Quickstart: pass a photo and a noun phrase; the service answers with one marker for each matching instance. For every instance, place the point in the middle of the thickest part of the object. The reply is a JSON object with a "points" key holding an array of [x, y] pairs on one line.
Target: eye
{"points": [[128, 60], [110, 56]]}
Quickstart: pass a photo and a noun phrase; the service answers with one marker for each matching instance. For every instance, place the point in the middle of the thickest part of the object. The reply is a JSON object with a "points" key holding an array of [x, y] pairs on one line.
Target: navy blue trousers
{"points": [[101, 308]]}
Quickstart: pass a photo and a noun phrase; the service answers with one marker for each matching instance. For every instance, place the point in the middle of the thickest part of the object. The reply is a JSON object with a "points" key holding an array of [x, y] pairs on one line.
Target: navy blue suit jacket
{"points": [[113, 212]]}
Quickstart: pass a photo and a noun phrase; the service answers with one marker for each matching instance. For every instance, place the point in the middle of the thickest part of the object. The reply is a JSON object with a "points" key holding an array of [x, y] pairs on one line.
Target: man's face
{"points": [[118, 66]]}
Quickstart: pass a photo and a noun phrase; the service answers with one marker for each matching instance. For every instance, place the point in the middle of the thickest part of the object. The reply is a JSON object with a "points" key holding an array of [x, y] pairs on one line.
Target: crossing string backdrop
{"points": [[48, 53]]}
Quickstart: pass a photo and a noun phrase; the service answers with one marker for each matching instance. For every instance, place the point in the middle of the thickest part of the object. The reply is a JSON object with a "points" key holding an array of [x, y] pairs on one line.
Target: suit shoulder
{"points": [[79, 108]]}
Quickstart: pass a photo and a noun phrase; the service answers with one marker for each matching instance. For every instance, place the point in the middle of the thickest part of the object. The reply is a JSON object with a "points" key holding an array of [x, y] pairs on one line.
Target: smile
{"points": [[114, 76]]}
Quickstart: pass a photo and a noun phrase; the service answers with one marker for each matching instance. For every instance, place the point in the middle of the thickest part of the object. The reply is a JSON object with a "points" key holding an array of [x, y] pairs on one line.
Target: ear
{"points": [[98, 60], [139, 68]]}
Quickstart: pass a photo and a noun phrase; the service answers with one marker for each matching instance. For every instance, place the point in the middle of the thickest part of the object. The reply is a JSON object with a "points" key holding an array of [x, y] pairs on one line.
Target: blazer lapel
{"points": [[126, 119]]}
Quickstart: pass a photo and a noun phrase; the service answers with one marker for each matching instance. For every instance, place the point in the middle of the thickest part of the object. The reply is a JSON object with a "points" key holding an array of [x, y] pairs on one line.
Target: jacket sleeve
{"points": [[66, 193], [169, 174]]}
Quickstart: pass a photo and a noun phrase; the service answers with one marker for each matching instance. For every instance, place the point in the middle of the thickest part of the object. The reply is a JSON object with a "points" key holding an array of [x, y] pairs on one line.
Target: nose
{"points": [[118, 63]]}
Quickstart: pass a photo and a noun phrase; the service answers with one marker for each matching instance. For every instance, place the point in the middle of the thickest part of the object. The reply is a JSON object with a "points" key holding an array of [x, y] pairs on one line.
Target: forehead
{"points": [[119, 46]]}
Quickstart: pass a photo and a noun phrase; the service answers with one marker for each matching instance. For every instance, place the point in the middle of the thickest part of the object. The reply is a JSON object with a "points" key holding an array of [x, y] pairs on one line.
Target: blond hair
· · ·
→ DIRECTIONS FOR THIS TASK
What's wanted is each line above, transcribed with nothing altered.

→ RESPONSE BOX
Quickstart: pass a photo and a noun phrase; the service answers with one marker for each matching instance. For every instance, place the point in the middle of the thickest part of the object. The reply is a JSON object with a "points" key holding an array of [x, y] pairs on one line.
Target: eye
{"points": [[128, 60], [110, 56]]}
Quickstart: pass a photo and a noun phrase; the service answers with one marker for each matching instance. For every instance, place the point in the middle of the thickest part of the object. The reply is a JSON object with a "points" key holding an array of [x, y] pairs on one line.
Target: navy blue trousers
{"points": [[101, 308]]}
Quickstart: pass a photo and a noun phrase; the service answers with one marker for each matching instance. For every instance, place the point in the middle of the thickest part of the object. The reply is a JSON object with a "points" key holding an array of [x, y] pairs on one line.
Target: navy blue suit jacket
{"points": [[113, 212]]}
Quickstart: pass a photo and a noun phrase; the service answers with one marker for each matching instance. For every instance, place the point in the middle of the thickest part of the object. The reply is a JSON object with a "points" key holding an array of [x, y] pairs on one line.
Target: man's face
{"points": [[118, 66]]}
Quickstart: pass a photo and a noun phrase; the service answers with one marker for each matching instance. For every instance, place the point in the middle of the thickest part of the object. The reply is a JSON object with a "points" key holding an array of [x, y] pairs on one line.
Target: crossing string backdrop
{"points": [[48, 53]]}
Quickstart: pass a photo and a noun phrase; the service answers with one marker for each matching instance. For every instance, place the point in the middle of the thickest part of the object. The reply is a JSON object with a "points" key holding an array of [x, y] pairs on one line.
Target: suit shoulder
{"points": [[79, 108]]}
Quickstart: pass a photo and a noun phrase; the service answers with one marker for each matching instance. For every instance, place the point in the middle of the thickest part of the object. The reply is a JSON object with a "points" key holding an array of [x, y] pairs on one line.
Target: smile
{"points": [[114, 76]]}
Quickstart: pass a photo and a noun phrase; the service answers with one marker for each matching instance. For every instance, place the point in the middle of the thickest part of the object. The reply is a JSON object with a "points" key holding an array of [x, y] pairs on one line.
Target: ear
{"points": [[98, 60], [139, 68]]}
Quickstart: pass a photo and a noun phrase; the service answers with one marker for each matching instance. For every instance, place the point in the middle of the thickest part of the object. The reply is a JSON object with a "points" key holding an array of [x, y] pairs on one line.
Target: blazer lapel
{"points": [[126, 119]]}
Quickstart: pass a photo and a noun phrase; the service answers with one marker for each matching instance. For every instance, place the point in the middle of the thickest part of the object. The reply is a JSON object with a "points" key holding an array of [x, y] pairs on one line.
Target: jacket sleeve
{"points": [[66, 193], [169, 174]]}
Quickstart: pass a photo and a noun phrase; the service answers with one marker for each matching instance. For every instance, place the point in the middle of the thickest part of the object. The reply is a JSON object with a "points" key holding an array of [x, y] pairs on one line.
Target: nose
{"points": [[118, 63]]}
Quickstart: pass a photo and a noun phrase; the service answers with one marker for each matching instance. For every instance, place the point in the middle of the thickest part of the object. The reply is a JSON object with a "points" key holding an array of [x, y] pairs on one line.
Target: forehead
{"points": [[119, 46]]}
Quickstart: pass a photo and a noun phrase; the service answers with one marker for each matching instance. For every instance, place the point in the middle of the thickest part of the object. The reply is a JSON object with a "points" key holding an array of [x, y] pairs on one line.
Target: blond hair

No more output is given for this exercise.